(Given instruction) Copy the material below word for word, leaving out the pictures.

Material pointing at named objects
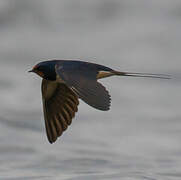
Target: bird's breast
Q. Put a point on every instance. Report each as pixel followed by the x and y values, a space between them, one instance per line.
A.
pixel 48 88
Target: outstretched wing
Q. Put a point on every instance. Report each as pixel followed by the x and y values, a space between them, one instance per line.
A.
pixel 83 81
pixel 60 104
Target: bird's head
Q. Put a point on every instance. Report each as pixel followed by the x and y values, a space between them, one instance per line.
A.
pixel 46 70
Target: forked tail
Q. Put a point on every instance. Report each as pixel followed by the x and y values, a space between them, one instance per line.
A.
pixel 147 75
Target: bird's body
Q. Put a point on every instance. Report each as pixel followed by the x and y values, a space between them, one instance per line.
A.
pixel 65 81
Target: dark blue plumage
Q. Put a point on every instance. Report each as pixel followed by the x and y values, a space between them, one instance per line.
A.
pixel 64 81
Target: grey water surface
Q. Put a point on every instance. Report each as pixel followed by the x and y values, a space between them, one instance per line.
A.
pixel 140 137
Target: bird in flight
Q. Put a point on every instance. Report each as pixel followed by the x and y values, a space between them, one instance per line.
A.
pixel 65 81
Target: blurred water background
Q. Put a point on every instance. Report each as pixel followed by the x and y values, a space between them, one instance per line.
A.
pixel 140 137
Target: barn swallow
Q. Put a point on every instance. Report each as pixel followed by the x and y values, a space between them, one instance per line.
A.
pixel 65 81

(Completed exercise)
Target: bird's breast
Q. Put a point on every instance. Report each as pixel followed by the x and y values, a space between them, one instance per line.
A.
pixel 48 88
Target: outstretched wing
Q. Put a point on every instance. Report each as pixel followed by the x and y values, a space between them, one instance per line.
A.
pixel 83 81
pixel 60 104
Target: bird's head
Q. Put a point on every instance. Report each as pixel followed by the x and y values, a space between them, one instance per line.
A.
pixel 46 70
Target: forked tail
Q. Put a point on every instance. Report each as pixel followed by the x and y values, a space between them, one instance per line.
A.
pixel 147 75
Target: bird's body
Q. Put a point on every instance. Report each as pixel followed by the x and y values, a space between them, one instance per line.
A.
pixel 65 81
Target: dark blue plumage
Q. Put a point on every instance. Report each as pixel followed by the x and y values, a space between them, one instance per line.
A.
pixel 64 81
Target: grey water surface
Q. Put a point on every instance. Report each as pixel followed by the x and y values, a space between them, one instance per line.
A.
pixel 140 137
Target: bird in flight
Q. Put a point on every instance. Report each as pixel followed by the x and y values, a space between them, one instance per line.
A.
pixel 65 81
Target: blurred water background
Q. Put a point on every instance. Report each as pixel followed by the x and y values, a space between them, one instance per line.
A.
pixel 140 137
Target: barn swallow
Q. Put a point on every instance. Report each as pixel followed by the x and y values, a space between them, one instance per line.
A.
pixel 65 81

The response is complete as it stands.